++++ Source passage ++++
Asia Pacific banks have moved to increase loan loss provisions in response to economic headwinds tied to the Iran conflict, with some lenders warning that further hits to earnings are possible if energy and trade disruptions continue.
Executives at banks in Australia, Singapore and India cited the indirect cost of the conflict while reporting March quarter results, flagging provisions that amount to hundreds of millions of dollars at individual institutions. The increase in credit loss provisioning comes as lenders confront a combination of higher-for-longer oil prices, supply chain and trade interruptions, rising interest rates and erosion in corporate balance sheets.
Provisions so far and context
For the four largest Australian banks, the combined provision set aside for war-related risks totals A$957 million ($694.40 million), a level that is 80% smaller than the buffer those banks created in 2020. For eight large Asian banks outside China and Japan, Reuters calculations show provisions amounting to $2.8 billion, which is 70% lower than the wartime provisioning in 2020.
Analysts note that the current build-up of provisions remains modest by the standards of the COVID-induced shock five years ago. Still, the persistence of elevated energy prices and other spillovers could push more of these forward-looking overlays into realised credit losses, they say.
Analysts' assessment
Gary Ng, senior economist for Asia Pacific at Natixis CIB, said: "More Asian banks have increased provisions and forward-looking overlays to reflect the risks from the Iran war," while observing that there has not yet been a wave of credit defaults. He added: "The bottom line is that even if the war ends soon, energy prices may remain elevated due to supply destruction. Interest rates may not fall, which can hurt corporate repayment capacity and pressure credit demand."
++++
Explore the material:
a. In the passage on Asia Pacific bank provisions, how much have the four largest Australian banks set aside in total for war-related risks?
b. Rewrite the part of the passage on Asia Pacific bank provisions that begins at the words "Asia Pacific banks" and stops after "trade disruptions continue.", replacing "loan loss provisions" with "credit loss reserves".
++++ Material provided ++++
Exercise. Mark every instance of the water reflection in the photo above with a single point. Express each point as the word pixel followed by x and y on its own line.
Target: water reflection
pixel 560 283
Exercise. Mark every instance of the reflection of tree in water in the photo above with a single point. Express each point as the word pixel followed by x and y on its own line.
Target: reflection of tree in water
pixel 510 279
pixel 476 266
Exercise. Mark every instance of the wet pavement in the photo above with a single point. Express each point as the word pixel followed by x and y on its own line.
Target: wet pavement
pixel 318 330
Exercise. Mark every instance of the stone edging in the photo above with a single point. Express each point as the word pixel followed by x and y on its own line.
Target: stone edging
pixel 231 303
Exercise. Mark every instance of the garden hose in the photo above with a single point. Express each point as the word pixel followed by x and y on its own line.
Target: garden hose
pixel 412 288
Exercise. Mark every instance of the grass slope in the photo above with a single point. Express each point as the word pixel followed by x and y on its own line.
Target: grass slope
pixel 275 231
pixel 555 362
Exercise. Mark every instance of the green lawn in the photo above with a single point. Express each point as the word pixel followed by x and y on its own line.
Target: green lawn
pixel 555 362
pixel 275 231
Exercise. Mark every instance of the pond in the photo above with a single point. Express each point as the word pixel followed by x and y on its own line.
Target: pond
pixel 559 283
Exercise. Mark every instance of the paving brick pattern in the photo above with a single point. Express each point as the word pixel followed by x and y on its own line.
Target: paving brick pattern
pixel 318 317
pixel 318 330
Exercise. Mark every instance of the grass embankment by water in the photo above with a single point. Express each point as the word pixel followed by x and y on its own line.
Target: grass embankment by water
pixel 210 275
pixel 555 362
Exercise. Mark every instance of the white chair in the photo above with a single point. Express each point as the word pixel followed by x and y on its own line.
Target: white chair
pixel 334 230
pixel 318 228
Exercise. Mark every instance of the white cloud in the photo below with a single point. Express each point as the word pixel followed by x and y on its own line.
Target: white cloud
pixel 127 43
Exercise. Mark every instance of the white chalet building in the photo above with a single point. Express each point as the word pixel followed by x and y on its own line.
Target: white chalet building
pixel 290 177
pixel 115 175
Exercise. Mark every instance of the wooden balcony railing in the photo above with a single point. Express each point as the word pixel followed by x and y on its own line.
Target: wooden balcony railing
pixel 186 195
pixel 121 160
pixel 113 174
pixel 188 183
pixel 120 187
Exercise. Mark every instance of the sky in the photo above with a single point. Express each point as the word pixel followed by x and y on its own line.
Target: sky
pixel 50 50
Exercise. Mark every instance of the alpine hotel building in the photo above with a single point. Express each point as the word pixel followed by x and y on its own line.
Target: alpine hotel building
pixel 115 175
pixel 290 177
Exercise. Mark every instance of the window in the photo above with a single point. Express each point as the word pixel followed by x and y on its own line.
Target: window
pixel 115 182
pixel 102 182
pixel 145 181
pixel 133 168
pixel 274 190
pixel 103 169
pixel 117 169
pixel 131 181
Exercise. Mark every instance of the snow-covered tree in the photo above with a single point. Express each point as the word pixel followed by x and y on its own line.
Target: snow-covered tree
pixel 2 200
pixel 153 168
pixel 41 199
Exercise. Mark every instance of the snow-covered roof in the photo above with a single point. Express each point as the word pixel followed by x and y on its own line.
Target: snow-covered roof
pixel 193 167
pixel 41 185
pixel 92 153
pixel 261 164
++++
Answers to this exercise:
a. A$957 million ($694.40 million).

b.
Asia Pacific banks have moved to increase credit loss reserves in response to economic headwinds tied to the Iran conflict, with some lenders warning that further hits to earnings are possible if energy and trade disruptions continue.